# start of Document passage
I consider very saddening the fact that those who posted a solution didn't know that, even if it's a L1/L2 problem. :(

Guilherme Dela Corte
- 7 years, 7 months ago

I guess this is the intended way, each topping can either be included or excluded on the sundae, hence by the rule of product there are $2^6$ ways.

Jan J.
- 7 years, 7 months ago

I realized that everyone had used casework only after seeing the solutions, so I posted a solution of sorts in the form of a comment in the solution Aditya wrote above. I am quite certain that it works for any value of n(=6 for this question).

Rohan Rao
- 7 years, 7 months ago

Please don't worry about the scroll . There's nothing hidden (!)

Priyansh Sangule
- 7 years, 7 months ago

I don't get the scroll, but thanks anyway.
# end of Document passage
**The request**
Please carry on the forum thread above about counting sundae toppings, starting after its last comment.
# start of Dataset extract
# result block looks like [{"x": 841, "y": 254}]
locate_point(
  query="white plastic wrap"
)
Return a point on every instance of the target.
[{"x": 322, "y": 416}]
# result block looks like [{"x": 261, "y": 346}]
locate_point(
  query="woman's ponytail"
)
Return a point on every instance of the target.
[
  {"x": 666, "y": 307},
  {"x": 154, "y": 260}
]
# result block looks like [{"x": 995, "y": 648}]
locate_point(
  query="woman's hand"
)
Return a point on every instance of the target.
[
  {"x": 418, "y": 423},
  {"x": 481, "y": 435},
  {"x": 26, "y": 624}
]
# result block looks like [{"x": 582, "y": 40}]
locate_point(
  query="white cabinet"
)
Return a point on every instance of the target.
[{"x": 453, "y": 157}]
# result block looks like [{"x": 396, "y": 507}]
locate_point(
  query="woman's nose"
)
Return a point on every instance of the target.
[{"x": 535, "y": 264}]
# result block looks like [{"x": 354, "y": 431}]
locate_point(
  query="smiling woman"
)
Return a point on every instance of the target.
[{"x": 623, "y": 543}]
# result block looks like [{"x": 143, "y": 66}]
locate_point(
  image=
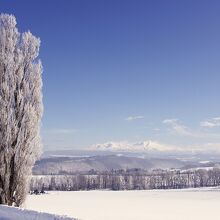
# end of Dataset extract
**Output for this exercise**
Pola Forest
- 7 years, 7 months ago

excellent description friend

Absec Panda
- 7 years, 7 months ago

Ways to choose sundae with no toppings = 1

Ways to choose sundae with 1 topping = 6C1 = 6

Ways to choose sundae with 2 toppings = 6C2 = 15

Ways to choose sundae with 3 toppings = 6C3 = 20

Ways to choose sundae with 4 toppings = 6C4 = 15

Ways to choose sundae with 5 toppings = 6C5 = 6

Ways to choose sundae with 6 toppings = 6C6 = 1

Hence, total number of sundaes possible = 1+1+6+15+20+15+6+1 = 64.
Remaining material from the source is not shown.